Start at the top and transcribe every record through the final line exactly.

---

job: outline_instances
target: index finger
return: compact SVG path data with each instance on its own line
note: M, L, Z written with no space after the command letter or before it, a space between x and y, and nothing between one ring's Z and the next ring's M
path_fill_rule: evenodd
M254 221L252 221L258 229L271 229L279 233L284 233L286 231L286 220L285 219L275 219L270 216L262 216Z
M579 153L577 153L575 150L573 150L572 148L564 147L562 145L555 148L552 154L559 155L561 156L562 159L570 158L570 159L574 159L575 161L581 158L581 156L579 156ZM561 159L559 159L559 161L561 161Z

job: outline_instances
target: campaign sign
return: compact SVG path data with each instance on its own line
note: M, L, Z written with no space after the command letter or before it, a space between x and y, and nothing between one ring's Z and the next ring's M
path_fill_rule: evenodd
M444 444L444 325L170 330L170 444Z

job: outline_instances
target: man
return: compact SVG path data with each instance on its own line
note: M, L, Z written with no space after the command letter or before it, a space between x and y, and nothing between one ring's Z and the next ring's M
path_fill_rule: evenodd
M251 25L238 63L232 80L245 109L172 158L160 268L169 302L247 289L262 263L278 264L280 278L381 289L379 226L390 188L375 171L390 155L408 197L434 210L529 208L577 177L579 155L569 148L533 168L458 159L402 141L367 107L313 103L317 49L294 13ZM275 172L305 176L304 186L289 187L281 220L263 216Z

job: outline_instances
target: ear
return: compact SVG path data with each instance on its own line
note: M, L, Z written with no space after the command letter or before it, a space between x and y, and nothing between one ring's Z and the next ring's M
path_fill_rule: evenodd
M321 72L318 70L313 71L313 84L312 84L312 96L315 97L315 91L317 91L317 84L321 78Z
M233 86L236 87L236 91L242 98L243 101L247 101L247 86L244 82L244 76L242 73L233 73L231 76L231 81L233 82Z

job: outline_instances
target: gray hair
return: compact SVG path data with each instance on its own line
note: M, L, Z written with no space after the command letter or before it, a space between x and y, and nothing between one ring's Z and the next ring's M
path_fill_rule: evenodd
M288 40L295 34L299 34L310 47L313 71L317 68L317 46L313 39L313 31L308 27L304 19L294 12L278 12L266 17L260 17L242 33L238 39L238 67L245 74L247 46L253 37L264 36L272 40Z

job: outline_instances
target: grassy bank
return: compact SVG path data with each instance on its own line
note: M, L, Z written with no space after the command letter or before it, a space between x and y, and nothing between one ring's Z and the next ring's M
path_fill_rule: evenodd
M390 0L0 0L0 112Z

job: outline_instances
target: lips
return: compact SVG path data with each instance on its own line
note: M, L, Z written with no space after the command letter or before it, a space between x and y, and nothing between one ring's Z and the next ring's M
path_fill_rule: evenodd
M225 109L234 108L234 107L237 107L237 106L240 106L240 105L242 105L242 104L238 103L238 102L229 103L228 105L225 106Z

---

# Response
job: outline_instances
target: index finger
return: compact SVG path data with each instance on its own line
note: M, L, Z written with no space after the command letter or before it, a space between x and y, and nothing between one ring's Z and the next ring's M
path_fill_rule: evenodd
M254 221L252 221L258 229L271 229L279 233L284 233L286 231L286 220L285 219L275 219L270 216L262 216Z
M579 153L577 153L575 150L573 150L572 148L564 147L562 145L555 148L552 154L559 155L561 156L562 159L570 158L570 159L574 159L575 161L581 158L581 156L579 156ZM561 159L559 159L559 161L561 161Z

job: outline_instances
target: campaign sign
return: compact SVG path data with each instance on its own line
note: M, L, Z written with no space after the command letter or before it, a space between x and y, and nothing between one ring's Z and the next ring's M
path_fill_rule: evenodd
M444 444L444 325L170 330L170 444Z

job: outline_instances
target: man
return: compact SVG path data with each instance on its own line
note: M, L, Z written with no space after the command letter or before it, a space between x and y, and nothing between one ring's Z and the next ring's M
path_fill_rule: evenodd
M251 25L238 63L232 80L245 109L172 158L160 268L169 302L247 289L262 263L278 264L280 278L381 289L379 226L390 188L375 171L390 155L408 197L434 210L529 208L577 177L579 155L569 148L533 168L458 159L402 141L367 107L313 103L317 49L294 13ZM275 172L305 176L304 186L289 187L281 220L263 216Z

job: outline_instances
target: ear
return: compact SVG path data with each instance on its own line
note: M, L, Z written with no space after the command letter or before it, a space between x and y, and nothing between one ring's Z and the next ring's M
path_fill_rule: evenodd
M321 72L318 70L313 71L313 84L312 84L312 96L315 97L315 91L317 91L317 84L321 78Z
M233 86L236 87L236 91L242 98L243 101L247 101L247 86L244 82L244 76L242 73L233 73L231 76L231 81L233 82Z

job: outline_instances
target: gray hair
return: compact SVG path data with each instance on its own line
note: M, L, Z written with no space after the command letter or before it, a space between x and y, and nothing between one ring's Z and the next ring's M
path_fill_rule: evenodd
M288 40L295 34L299 34L310 47L313 71L317 68L317 46L313 39L313 31L308 27L304 19L294 12L278 12L266 17L260 17L242 33L238 39L238 67L245 74L247 46L253 37L264 36L272 40Z

job: outline_instances
target: grassy bank
return: compact SVG path data with each instance on its own line
note: M, L, Z written with no space after the command letter or before it, a space between x and y, and nothing between one ring's Z and the next ring's M
path_fill_rule: evenodd
M390 0L0 0L0 112Z

job: outline_instances
target: lips
return: compact SVG path data with each instance on its own line
note: M, L, Z written with no space after the command letter or before it, a space between x and y, and nothing between one ring's Z and the next ring's M
path_fill_rule: evenodd
M225 109L234 108L234 107L237 107L237 106L240 106L240 105L242 105L242 104L238 103L238 102L229 103L228 105L225 106Z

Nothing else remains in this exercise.